Text:
_ _ _

However, if you love these types of vegetables, there’s good news: “The goitrogens in these foods are inactivated by cooking, or even by light steaming, so you can still consume them for their valuable antioxidant and cancer-protective effects,” added Dr. Gupta.
Consider Supplements—After Talking to a Healthcare Provider
You’ve probably heard that there’s a connection between thyroid health and iodine, which is essential for the synthesis of thyroid hormones.
“Worldwide, iodine deficiency is one of the causes of an enlarged thyroid gland and hypothyroidism,” said Dr. Gupta. “However, iodine deficiency is rare in developed countries due to supplementation in table salt and certain foods such as dairy and bread.”
In other words, you’re probably already getting enough iodine in your diet as is. Too much iodine can trigger hyperthyroidism in susceptible individuals. Thus, Dr. Gupta didn’t recommend taking iodine pills without consulting a healthcare provider.
On the other hand, if you suspect your thyroid may need a boost, speak to a healthcare provider about taking selenium or vitamin D, both of which have been linked to improved thyroid health.
“Clinical research shows that taking 200 mcg daily of the mineral selenium can reduce anti-thyroid antibodies,” said Dr. Gupta. “Alternatively, you can get the mineral by eating one to two Brazil nuts each day.”
As for vitamin D, some research suggests it could be important in aiding the immune system. “Severe deficiency of vitamin D may be associated with autoimmune disease, so have your physician check your vitamin D levels and advise you about supplementation if the level is below normal,” said Dr. Gupta.

_ _ _

Raw data:
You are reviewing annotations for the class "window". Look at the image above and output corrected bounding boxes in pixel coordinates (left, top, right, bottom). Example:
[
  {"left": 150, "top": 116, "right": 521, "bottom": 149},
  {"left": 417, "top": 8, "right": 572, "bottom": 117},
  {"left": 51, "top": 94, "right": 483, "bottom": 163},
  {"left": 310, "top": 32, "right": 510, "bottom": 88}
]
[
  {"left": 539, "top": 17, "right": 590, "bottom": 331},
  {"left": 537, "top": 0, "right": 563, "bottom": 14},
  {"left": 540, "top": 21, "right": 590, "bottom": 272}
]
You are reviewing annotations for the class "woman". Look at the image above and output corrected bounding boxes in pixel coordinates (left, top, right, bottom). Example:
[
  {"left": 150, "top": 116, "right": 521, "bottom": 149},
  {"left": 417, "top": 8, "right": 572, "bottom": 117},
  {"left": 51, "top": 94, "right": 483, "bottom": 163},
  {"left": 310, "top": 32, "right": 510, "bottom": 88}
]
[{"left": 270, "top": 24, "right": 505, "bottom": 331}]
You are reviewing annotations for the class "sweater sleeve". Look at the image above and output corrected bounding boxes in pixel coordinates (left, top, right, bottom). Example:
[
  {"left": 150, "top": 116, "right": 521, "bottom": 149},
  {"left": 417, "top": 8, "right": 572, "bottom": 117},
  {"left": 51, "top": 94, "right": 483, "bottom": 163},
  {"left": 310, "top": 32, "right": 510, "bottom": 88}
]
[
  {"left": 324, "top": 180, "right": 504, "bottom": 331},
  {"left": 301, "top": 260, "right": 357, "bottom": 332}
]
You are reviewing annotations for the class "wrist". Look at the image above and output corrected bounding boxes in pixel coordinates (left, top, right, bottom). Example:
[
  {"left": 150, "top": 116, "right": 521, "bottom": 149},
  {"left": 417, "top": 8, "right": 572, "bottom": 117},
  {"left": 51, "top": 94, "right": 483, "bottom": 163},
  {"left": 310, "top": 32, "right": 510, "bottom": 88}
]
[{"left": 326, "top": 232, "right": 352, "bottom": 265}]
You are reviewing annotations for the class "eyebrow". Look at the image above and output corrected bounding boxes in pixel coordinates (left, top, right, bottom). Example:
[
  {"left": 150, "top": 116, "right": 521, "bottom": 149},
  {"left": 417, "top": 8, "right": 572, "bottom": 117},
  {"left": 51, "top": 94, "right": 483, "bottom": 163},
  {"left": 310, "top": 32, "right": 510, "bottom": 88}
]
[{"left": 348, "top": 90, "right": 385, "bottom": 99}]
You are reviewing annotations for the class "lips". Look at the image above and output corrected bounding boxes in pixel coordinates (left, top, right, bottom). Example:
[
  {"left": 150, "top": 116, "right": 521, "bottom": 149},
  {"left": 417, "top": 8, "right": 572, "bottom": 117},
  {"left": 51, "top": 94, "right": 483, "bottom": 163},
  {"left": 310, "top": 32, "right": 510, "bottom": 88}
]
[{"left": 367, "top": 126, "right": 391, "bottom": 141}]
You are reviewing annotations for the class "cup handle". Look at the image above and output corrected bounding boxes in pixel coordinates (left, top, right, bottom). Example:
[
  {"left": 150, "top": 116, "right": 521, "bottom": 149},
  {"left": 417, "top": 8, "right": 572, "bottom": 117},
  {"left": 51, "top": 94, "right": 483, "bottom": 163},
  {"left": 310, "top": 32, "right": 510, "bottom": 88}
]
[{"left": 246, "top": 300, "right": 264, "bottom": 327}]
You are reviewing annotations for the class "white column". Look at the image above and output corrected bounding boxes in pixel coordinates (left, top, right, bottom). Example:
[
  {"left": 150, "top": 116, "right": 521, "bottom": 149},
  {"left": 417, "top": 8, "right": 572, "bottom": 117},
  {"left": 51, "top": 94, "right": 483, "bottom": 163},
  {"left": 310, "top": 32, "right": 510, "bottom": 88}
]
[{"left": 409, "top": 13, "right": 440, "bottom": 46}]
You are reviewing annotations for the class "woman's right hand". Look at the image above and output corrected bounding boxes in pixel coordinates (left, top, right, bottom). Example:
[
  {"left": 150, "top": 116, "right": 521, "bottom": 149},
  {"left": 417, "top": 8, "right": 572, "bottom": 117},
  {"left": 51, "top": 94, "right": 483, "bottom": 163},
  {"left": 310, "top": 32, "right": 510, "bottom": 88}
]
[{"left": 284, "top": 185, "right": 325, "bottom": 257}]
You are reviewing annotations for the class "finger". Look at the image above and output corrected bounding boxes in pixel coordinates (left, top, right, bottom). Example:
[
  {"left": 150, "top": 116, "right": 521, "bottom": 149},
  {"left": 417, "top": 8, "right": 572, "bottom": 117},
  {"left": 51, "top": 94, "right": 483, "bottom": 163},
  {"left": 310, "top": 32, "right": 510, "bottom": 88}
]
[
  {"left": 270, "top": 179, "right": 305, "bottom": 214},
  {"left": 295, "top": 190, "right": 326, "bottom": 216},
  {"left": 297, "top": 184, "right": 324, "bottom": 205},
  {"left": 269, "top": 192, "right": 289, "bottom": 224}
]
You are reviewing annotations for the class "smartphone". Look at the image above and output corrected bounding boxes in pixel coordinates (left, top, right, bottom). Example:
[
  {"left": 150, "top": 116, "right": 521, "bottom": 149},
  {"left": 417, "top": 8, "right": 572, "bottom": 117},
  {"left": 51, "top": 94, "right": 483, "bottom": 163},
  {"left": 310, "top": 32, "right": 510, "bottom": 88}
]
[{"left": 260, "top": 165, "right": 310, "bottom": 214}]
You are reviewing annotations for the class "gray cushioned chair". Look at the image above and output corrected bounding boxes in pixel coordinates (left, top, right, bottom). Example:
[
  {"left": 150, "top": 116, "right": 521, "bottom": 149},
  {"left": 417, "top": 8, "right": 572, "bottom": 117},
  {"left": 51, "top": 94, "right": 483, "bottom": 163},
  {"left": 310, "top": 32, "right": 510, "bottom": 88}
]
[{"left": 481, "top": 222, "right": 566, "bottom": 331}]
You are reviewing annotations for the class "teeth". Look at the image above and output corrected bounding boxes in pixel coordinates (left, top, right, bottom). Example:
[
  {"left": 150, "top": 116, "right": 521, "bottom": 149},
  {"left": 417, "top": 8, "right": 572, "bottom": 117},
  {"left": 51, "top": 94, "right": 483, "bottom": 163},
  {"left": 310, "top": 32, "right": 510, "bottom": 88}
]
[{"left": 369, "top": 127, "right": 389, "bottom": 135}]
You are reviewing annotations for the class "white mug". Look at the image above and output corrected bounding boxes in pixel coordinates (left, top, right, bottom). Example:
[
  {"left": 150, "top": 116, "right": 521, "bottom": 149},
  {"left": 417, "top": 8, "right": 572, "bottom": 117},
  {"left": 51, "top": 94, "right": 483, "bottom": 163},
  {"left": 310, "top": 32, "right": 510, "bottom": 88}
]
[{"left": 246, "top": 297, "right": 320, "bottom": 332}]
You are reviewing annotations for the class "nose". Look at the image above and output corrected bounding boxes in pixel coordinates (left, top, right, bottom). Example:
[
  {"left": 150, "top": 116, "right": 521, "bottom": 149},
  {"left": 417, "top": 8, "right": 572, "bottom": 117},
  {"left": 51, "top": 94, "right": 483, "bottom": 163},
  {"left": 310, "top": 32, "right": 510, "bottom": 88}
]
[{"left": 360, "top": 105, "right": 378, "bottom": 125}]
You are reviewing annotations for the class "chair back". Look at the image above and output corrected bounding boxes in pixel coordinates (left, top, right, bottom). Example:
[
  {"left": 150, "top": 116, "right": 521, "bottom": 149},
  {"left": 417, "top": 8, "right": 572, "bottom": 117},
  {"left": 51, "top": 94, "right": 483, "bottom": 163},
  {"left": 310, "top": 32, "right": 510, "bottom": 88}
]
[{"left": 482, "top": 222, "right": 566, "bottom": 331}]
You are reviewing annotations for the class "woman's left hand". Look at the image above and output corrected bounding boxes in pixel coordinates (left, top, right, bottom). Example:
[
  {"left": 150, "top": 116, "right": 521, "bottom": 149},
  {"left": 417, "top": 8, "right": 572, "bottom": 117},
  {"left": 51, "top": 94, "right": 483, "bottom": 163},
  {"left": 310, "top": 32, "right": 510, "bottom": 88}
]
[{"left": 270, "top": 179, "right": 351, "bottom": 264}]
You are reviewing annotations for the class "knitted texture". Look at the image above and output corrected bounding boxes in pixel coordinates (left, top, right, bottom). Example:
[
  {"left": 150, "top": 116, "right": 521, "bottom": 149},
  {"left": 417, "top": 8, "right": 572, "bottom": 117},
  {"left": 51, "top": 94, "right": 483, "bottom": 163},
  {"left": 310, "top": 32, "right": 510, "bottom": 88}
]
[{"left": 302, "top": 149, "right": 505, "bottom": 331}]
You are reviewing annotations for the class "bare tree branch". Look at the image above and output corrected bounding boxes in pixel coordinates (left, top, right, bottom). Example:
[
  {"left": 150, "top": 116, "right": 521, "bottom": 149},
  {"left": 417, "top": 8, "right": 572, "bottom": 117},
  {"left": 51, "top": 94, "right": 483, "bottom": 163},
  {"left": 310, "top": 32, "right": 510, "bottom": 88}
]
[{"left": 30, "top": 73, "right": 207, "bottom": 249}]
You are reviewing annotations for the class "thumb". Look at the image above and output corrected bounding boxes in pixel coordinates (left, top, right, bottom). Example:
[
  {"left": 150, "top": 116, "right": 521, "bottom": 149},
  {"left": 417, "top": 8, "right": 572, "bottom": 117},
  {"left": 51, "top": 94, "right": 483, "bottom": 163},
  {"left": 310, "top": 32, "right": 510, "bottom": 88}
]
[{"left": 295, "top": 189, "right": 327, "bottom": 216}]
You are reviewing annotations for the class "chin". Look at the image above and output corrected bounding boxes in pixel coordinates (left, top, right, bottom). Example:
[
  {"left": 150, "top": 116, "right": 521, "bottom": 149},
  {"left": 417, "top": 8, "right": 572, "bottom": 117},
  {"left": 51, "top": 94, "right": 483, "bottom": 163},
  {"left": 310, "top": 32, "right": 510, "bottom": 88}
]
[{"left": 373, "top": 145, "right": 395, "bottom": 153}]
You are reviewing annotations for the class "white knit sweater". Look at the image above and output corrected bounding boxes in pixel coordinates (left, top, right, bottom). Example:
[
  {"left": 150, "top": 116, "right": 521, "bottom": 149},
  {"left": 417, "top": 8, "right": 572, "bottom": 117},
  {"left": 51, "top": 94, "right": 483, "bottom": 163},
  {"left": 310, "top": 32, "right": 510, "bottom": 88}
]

_ _ _

List of tasks:
**A)** Print the portion of the thyroid text starting with "In other words, you’re" and going on through "a healthcare provider.".
**B)** State whether each statement agrees with the thyroid text, answering yes or no and quoting the deciding words: (i) Cooking or light steaming inactivates the goitrogens in these vegetables. (ii) Iodine deficiency is common in developed countries. (iii) Dr. Gupta cites research on taking 500 mcg of selenium daily.
Work from the text alone, without drawing on outside knowledge.

Answer section:
**A)**
In other words, you’re probably already getting enough iodine in your diet as is. Too much iodine can trigger hyperthyroidism in susceptible individuals. Thus, Dr. Gupta didn’t recommend taking iodine pills without consulting a healthcare provider.

**B)**
(i) Yes: "The goitrogens in these foods are inactivated by cooking, or even by light steaming"
(ii) No: "iodine deficiency is rare in developed countries"
(iii) No: "taking 200 mcg daily of the mineral selenium can reduce anti-thyroid antibodies"